What you need to do: Show every line in the records below that contains the string "whisker", copying each one in full.

Data excerpts:
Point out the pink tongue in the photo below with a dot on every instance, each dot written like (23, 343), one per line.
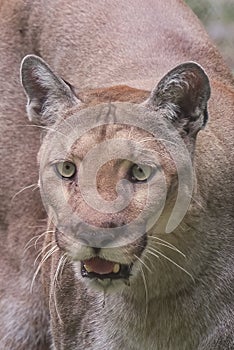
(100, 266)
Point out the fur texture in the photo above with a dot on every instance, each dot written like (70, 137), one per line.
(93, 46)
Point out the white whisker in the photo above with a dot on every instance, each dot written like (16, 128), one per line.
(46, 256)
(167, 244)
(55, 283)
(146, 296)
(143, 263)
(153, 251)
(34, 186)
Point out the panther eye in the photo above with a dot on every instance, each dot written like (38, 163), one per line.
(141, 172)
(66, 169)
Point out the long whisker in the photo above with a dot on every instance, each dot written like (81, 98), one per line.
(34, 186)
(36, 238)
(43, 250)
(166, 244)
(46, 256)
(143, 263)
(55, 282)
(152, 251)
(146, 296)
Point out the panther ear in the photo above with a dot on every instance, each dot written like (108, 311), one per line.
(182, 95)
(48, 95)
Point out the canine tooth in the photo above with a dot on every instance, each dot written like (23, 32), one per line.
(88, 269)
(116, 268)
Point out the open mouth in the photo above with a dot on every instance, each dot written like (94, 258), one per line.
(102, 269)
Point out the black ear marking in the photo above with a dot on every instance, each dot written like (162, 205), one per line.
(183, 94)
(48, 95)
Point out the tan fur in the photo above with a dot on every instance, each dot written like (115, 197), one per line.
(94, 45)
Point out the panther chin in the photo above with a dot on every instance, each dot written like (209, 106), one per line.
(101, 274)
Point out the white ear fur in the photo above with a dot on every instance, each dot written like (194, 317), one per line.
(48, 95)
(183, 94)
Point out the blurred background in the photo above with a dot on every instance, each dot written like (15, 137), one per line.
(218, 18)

---

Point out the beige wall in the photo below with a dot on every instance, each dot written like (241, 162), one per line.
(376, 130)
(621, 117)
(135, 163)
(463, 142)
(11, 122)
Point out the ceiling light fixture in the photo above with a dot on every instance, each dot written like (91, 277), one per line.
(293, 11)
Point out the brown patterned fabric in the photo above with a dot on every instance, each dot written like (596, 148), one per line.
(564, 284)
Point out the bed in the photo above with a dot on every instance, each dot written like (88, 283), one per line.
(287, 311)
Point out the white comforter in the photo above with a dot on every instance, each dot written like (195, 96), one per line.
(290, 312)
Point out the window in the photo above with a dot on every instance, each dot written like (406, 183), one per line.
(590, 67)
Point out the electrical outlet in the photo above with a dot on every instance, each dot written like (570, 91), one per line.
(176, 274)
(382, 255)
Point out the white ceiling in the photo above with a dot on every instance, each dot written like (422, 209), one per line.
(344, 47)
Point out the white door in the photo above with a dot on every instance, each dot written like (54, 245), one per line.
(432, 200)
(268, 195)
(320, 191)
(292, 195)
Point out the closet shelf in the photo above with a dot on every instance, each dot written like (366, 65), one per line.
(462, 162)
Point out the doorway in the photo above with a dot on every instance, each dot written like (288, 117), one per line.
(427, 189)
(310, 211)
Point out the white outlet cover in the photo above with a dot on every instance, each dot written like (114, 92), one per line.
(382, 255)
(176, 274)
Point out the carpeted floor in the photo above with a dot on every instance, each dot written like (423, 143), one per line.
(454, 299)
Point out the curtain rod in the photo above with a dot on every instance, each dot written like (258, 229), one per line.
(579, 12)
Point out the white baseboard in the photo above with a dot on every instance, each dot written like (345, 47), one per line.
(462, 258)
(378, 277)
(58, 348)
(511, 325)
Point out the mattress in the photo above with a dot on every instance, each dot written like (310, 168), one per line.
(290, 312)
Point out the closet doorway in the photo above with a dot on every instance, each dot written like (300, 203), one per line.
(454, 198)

Task response:
Point out the white whisker in the photo above with a dot on every instance, each dot written like (16, 128), one per line.
Point out the long whisker in the photo above with a dot on every instance, each dot written like (81, 98), one per line.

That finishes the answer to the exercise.